◆ **STATED PROBLEM**: Every record should be repeated exactly, except that pictures are left out.
········
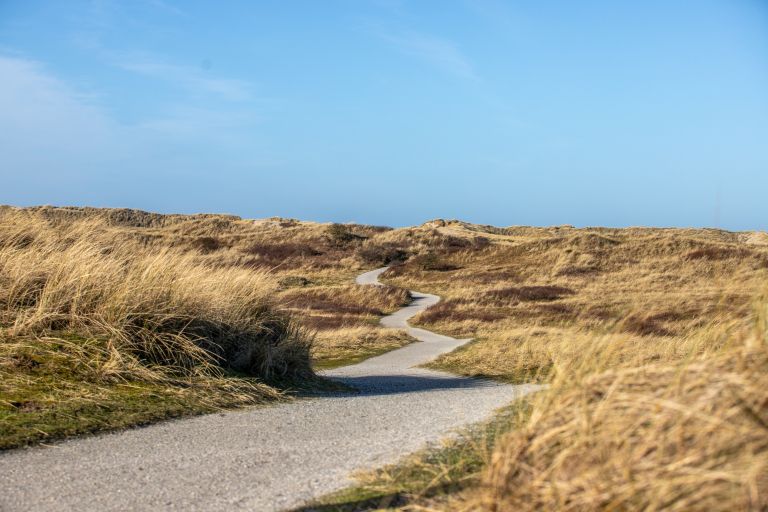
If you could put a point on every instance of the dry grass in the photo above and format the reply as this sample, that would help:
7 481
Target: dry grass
683 434
98 331
349 345
654 353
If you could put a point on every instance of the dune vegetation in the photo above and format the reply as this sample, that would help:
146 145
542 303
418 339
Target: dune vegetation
652 344
111 318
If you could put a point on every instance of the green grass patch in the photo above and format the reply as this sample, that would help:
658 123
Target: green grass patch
52 388
436 473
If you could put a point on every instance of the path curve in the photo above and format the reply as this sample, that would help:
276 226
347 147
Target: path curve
267 458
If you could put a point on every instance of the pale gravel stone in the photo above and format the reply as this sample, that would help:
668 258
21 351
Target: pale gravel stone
266 458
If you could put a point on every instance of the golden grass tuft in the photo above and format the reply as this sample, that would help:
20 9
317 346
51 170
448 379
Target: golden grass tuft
99 330
160 306
685 434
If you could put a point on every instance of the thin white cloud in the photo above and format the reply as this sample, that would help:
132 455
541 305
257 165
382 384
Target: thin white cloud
193 79
48 127
436 51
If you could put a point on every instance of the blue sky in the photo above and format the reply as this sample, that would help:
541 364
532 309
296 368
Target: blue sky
391 112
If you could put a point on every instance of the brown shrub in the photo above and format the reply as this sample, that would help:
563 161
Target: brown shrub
527 293
207 244
716 253
686 436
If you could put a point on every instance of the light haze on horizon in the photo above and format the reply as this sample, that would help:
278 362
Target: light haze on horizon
391 112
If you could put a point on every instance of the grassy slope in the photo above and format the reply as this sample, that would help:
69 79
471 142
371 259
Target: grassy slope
653 343
112 318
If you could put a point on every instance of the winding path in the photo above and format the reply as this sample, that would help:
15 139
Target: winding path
267 458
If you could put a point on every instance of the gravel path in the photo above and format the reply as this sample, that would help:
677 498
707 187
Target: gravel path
267 458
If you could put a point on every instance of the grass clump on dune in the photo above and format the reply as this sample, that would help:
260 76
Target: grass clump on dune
98 332
686 433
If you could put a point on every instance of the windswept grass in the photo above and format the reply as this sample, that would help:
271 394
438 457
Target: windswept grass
97 331
683 433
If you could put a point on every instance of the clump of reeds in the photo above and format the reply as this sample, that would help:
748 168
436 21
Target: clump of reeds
614 433
162 307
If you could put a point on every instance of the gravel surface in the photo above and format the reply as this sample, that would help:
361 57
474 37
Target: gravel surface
266 458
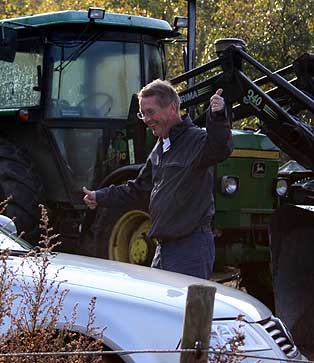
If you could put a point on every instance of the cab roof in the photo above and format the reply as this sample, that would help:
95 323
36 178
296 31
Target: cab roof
72 17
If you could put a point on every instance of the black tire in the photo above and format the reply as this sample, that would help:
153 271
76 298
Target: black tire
294 284
121 235
19 180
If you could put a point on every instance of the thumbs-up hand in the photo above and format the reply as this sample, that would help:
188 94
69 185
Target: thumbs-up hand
90 198
217 102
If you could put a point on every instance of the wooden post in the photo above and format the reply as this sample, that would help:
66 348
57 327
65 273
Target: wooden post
197 322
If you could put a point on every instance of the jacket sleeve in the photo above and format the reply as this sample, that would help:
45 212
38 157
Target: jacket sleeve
218 144
133 193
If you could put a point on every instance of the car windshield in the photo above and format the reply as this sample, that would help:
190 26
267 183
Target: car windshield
12 243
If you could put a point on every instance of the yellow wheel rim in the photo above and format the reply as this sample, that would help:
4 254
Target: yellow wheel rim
127 241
········
◆ **ANSWER IN FULL**:
If you could put a point on every instance of the dry grass in the photo above and format the reply as this sample, that would help:
7 481
Target: dry grass
683 434
98 331
349 345
654 353
If you could put a point on every instance of the dune vegetation in the photo above and format the reply as this sample, that would help:
146 145
542 303
418 339
Target: dune vegetation
652 344
111 318
If you could put a point on every instance of the green grass patch in the photo above and format the reply as this sample, that would help:
658 123
Target: green grass patch
52 388
436 473
If you could put a point on every instance of the path curve in the photo above and format the reply as this sample, that would help:
276 226
347 147
Target: path curve
267 458
If you could put a point on every instance of the pale gravel stone in the photo above and format the reply as this sample, that would help:
668 258
21 351
Target: pale gravel stone
266 458
If you could put a point on every instance of the golden grass tuft in the photo above and format the reply as this sample, that would help:
20 9
317 346
51 170
448 379
Target: golden grass tuft
99 330
160 306
685 434
If you could put a point on every instance of the thin white cloud in the photo above and format the reply as this sample, that would help:
132 455
541 305
257 165
382 384
Target: thin white cloud
193 79
48 127
436 51
If you could put a point on every instance of the blue sky in the photo above and format the reply as this sample, that would help:
541 364
532 309
296 368
Target: blue sky
391 112
If you could put a point on every instance of the brown shrub in the photo above and format the reply as this sample, that would help:
563 161
Target: brown shrub
527 293
207 244
716 253
686 436
If you could put a point on every instance of the light haze on horizon in the photo above and format the reply as this sample, that would help:
278 362
Target: light haze on horizon
391 112
If you could put a point on every instance of the grassy slope in the photo above and format the reply as this sample, that would help:
69 79
471 142
371 259
Target: grassy slope
653 343
112 318
If you could put a point on every instance of the winding path in the photo above and format the reply as this sample, that would help:
15 139
Target: winding path
267 458
If you could put a point on every instance of the gravel path in the photo above and format the reply as this sample, that would help:
677 498
707 187
Target: gravel path
267 458
If you could put a point on every instance of the grass clump on dune in the photo above and format the reply as this sample, that would help:
260 76
Target: grass clump on dune
98 332
686 433
If you could put a point on every instance of the windswept grass in the photo above and format the reply as this sample, that would help:
271 394
438 457
Target: windswept grass
97 331
683 433
If you could put a point on every instance of the clump of reeds in the photo above and format the reply as this sample, that would help:
748 168
436 21
Target: clump of reeds
614 433
162 307
If you could put a point on every instance of the gravel surface in the photo above and format the reply as this sample, that would help:
361 57
474 37
Target: gravel surface
266 458
If you could put a point on every instance of the cab roof in the photo above and format the reply as this sample, that would help:
95 323
36 178
296 31
Target: cab roof
72 17
If you could put a point on every instance of the black tire in the photo above and format the reply as this sample, that would help:
153 271
76 298
Target: black tire
294 284
121 235
19 180
If you could put a point on every instance of the thumbs-up hand in the photo above and format the reply as this sample, that would help:
188 94
69 185
Target: thumbs-up hand
90 198
217 102
If you could put a point on every instance of the wooden post in the photo above and format the reply as this sample, that would help:
66 348
57 327
65 273
Target: wooden post
197 322
If you could put a point on every instance of the jacket sleeve in the photo above and format the reply as this sample, that would help:
45 212
38 157
Target: jacket sleeve
218 144
133 193
If you could put a point on every instance of the car windshield in the photo above and format the reply as this sample, that would help:
190 26
267 183
Target: car windshield
12 243
If you could put a point on every instance of the yellow wheel rim in the photo above and format the reply as this sample, that would help:
4 254
Target: yellow wheel rim
127 241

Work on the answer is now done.